Informe em quantos capítulos se divide o livro de Larry Rohter, de acordo com o texto selecionado abaixo.

### Texto selecionado
• • • • • • •

A obra deste contraditório jornalista tem por objetivo apresentar um quadro geral do Brasil, dividindo suas 292 páginas em 10 capítulos, os quais enfocam desde detalhes tais quais questões comportamentais e morais do cidadão brasileiro, até sua recente história política e suas conquistas econômicas.  Na capa da edição de 2012 do volume de Rohter, está destacada a opinião do The Christian Science Monitor, a qual qualifica a obra como “acessível a um turista de primeira viagem, mas também balanceada e analítica o suficiente para qualquer brasileiro”. Em minha condição de brasileiro e leitor da dita obra, mantenho uma certa reserva acerca da “balanceada” análise e questiono diversas das alegações ali apresentadas, observando que a tal visão “analítica” não necessariamente se coaduna com a realidade do país em que nasci e passei integralmente três décadas da minha existência.

De fato, Larry Rohter tem uma vasta experiência de convívio com brasileiros e essa experiência poderia ter sido muito prolífica na execução de seu livro, caso ele não tivesse incorrido no maior dos pecados dos viajantes: analisar outro país pela ótica do seu próprio, isto é, comparar o Brasil com os Estados Unidos. Comparações entre países com histórias diferentes, construções políticas, sociais e morais diferentes geralmente não concluem com uma boa apreciação de uma das partes, uma vez que o autor julga um dos lados pela sua experiência com o outro. Nesse caso, o pecado de Rohter é acreditar que para ser bom, o Brasil precisaria assemelhar-se aos Estados Unidos.

Como exemplo claro das arbitrariedades do comparar, o autor na página 39 do volume, afirma que “as sociedades anglo-saxônicas mantém um ideal de justiça, igualdade de oportunidades e imparcialidade”, comparando tais atributos ao Brasil, país no qual as elencadas qualidades faltam desde sempre. Ele, entretanto, não menciona o fato de que seu país até os anos 60 do século passado ainda promovia separação entre assentos de negros e brancos em seus ônibus. Tampouco comenta ele a respeito das questionáveis motivações para as recentes investidas militares contra nações do Oriente Médio, as ações unilaterais dos EUA nos acertos internacionais, a precariedade e arbitrariedade do sistema de saúde que ignora os cidadãos de baixa renda e os desvios de verbas astronômicas por parte dos bancos naquele país. Também o autor menciona no capítulo “Sin and salvation South of the Equator” uma série de ignominiosos defeitos dos brasileiros, esquecendo-se de mencionar que nos Estados Unidos da América do Norte os mesmo também são vistos, e com muita constância: Corrupção, suborno, violência policial, racismo e promiscuidade. Do começo ao fim do livro, Rohter compara duas visões de mundo, e sempre afirma que o que de errado há no Brasil, causa espanto às sociedades anglo-saxãs, tão acostumadas que estão à “justiça e ao bem estar”.

• • • • • • •

Registros de uma coleção
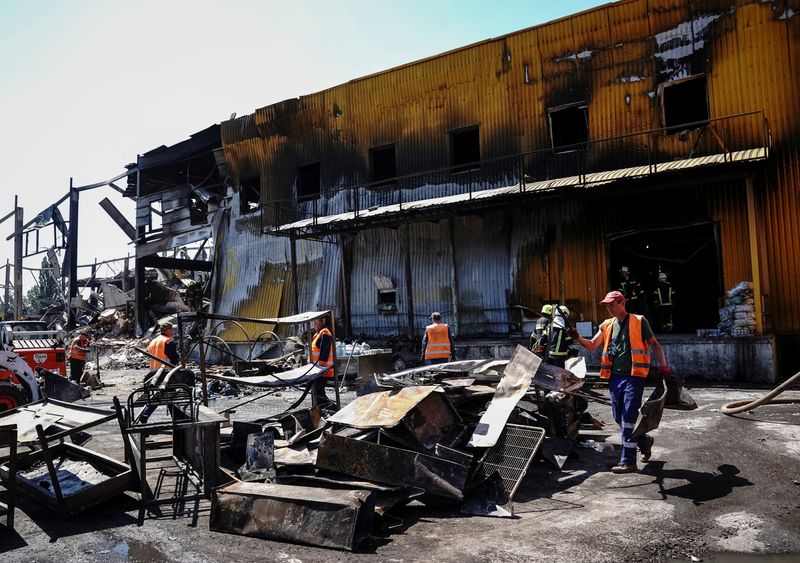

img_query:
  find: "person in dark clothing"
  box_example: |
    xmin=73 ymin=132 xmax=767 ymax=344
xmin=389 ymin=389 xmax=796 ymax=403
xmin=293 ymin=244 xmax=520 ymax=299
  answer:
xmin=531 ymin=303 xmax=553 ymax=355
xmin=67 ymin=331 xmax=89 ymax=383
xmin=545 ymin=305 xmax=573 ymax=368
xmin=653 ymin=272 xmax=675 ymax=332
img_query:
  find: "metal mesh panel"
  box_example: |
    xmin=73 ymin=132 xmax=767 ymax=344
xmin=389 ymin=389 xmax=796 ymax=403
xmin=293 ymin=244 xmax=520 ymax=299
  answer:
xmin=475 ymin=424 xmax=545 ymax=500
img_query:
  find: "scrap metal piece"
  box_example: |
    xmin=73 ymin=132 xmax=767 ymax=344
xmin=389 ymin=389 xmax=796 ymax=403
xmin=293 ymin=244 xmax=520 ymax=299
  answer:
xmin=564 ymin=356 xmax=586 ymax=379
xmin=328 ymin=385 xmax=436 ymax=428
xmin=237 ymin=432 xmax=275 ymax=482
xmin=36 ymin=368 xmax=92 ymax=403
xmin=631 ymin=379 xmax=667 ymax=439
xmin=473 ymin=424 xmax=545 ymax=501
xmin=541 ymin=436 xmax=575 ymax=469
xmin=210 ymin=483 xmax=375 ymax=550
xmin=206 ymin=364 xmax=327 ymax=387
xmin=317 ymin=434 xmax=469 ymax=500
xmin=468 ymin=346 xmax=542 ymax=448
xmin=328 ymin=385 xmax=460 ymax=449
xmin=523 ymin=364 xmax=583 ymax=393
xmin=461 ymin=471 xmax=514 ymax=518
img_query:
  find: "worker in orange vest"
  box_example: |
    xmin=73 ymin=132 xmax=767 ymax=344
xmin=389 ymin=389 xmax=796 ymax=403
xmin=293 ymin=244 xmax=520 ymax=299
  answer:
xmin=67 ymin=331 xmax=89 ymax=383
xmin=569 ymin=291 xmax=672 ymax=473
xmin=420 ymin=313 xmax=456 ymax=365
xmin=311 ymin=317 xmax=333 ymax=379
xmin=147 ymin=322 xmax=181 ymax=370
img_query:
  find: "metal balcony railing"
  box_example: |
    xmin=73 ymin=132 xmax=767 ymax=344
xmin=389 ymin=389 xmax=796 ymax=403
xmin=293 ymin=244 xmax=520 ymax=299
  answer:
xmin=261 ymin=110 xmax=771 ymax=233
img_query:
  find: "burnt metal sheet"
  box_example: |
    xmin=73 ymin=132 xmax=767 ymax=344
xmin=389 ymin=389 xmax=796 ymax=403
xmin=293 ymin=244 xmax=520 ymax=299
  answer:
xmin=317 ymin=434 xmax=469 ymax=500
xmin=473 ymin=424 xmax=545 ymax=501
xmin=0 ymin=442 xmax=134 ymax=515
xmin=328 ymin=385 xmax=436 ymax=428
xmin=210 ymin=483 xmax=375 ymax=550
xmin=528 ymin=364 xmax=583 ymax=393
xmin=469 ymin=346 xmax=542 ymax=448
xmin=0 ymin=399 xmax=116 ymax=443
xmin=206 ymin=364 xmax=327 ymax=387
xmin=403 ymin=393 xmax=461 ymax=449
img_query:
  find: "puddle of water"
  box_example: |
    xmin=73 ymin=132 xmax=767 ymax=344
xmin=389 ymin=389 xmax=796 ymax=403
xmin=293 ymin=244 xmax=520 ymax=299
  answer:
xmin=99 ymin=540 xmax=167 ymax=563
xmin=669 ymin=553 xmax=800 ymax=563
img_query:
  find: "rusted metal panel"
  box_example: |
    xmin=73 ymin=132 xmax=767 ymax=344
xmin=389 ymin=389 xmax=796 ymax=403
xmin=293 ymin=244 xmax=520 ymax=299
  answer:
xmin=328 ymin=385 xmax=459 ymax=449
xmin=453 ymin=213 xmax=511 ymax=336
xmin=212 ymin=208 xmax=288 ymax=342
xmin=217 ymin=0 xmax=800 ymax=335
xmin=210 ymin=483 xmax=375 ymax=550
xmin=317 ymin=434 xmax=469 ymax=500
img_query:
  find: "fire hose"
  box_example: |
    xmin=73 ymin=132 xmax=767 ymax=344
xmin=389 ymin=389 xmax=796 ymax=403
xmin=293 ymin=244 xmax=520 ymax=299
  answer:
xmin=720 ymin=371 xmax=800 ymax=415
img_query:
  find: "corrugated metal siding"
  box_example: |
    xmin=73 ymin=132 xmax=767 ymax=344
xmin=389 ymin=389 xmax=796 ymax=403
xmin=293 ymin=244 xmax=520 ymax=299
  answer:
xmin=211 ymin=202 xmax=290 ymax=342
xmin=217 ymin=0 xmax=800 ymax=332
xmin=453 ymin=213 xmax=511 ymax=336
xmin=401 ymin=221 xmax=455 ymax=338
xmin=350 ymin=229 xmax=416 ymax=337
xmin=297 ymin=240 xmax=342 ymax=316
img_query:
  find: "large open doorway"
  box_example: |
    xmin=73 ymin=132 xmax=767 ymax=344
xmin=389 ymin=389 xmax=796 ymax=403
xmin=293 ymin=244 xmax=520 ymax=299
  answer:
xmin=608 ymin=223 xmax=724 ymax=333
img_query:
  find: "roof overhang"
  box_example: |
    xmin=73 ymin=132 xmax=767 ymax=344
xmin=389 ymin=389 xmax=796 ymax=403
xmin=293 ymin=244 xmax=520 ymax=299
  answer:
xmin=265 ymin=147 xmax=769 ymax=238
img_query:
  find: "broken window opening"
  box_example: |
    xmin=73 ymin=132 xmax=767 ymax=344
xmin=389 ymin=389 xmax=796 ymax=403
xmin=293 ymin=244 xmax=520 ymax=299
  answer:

• • • • • • •

### Resultado
Em 10 capítulos.